Each line of data below is to be returned exactly, leaving out any picture.
### The data
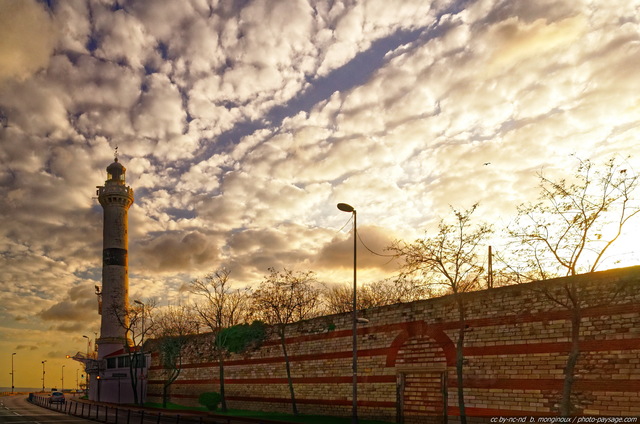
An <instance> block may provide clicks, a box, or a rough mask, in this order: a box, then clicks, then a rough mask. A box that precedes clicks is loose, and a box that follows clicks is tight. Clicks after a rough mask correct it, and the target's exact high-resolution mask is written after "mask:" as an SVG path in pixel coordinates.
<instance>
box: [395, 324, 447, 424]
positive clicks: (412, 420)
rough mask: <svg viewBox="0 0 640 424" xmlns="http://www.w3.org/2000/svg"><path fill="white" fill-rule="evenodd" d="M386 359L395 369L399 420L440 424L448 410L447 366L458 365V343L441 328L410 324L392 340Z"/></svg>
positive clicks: (396, 403)
mask: <svg viewBox="0 0 640 424" xmlns="http://www.w3.org/2000/svg"><path fill="white" fill-rule="evenodd" d="M392 345H393V347H394V349H392V351H393V352H395V353H394V354H393V355H389V356H388V357H387V362H388V364H389V365H391V361H393V365H392V366H393V367H394V368H395V370H396V384H397V386H396V394H397V401H396V405H397V422H399V423H402V424H425V423H440V422H442V421H441V420H442V418H443V417H445V416H446V413H447V412H446V411H447V410H448V407H447V404H448V389H447V387H448V384H447V375H448V372H447V368H449V367H451V366H453V365H455V345H454V344H453V342H452V341H451V339H450V338H449V337H448V336H447V335H446V334H445V333H444V331H442V329H441V328H438V327H435V326H431V327H429V326H428V325H427V324H426V323H425V322H424V321H417V322H413V323H408V324H407V326H406V327H405V329H404V330H403V331H402V332H401V333H400V334H399V335H398V336H397V337H396V339H395V340H394V342H393V343H392Z"/></svg>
######
* _Response box_
An <instance> block may provide clicks, a box, or a rough mask, in this order: a box, then clicks, then a rough mask. A box that precedes clicks is loose, and a box that follows clicks is tight. Clicks after a rough mask correct it, and the target's exact high-resolution mask is written after "mask:" as an SVG path in pixel coordinates.
<instance>
box: [395, 324, 447, 424]
positive clicks: (412, 420)
rough mask: <svg viewBox="0 0 640 424" xmlns="http://www.w3.org/2000/svg"><path fill="white" fill-rule="evenodd" d="M386 359L395 369L399 420L440 424L448 410L447 366L458 365V343L441 328L410 324L392 340Z"/></svg>
positive clicks: (396, 403)
mask: <svg viewBox="0 0 640 424" xmlns="http://www.w3.org/2000/svg"><path fill="white" fill-rule="evenodd" d="M392 345H393V347H394V349H392V351H393V352H395V353H394V354H393V355H389V356H388V357H387V362H388V364H389V365H391V361H393V365H392V366H393V367H394V368H395V370H396V384H397V386H396V394H397V401H396V405H397V422H399V423H402V424H425V423H440V422H442V421H441V420H442V418H443V417H445V416H446V413H447V412H446V411H447V410H448V407H447V404H448V389H447V387H448V384H447V375H448V372H447V368H449V367H451V366H453V365H455V345H454V344H453V342H452V341H451V339H450V338H449V337H448V336H447V335H446V334H445V333H444V331H442V329H441V328H438V327H435V326H431V327H429V326H428V325H427V324H426V323H425V322H424V321H417V322H413V323H408V324H407V326H406V327H405V329H404V330H403V331H402V332H401V333H400V334H399V335H398V336H397V337H396V339H395V340H394V342H393V343H392Z"/></svg>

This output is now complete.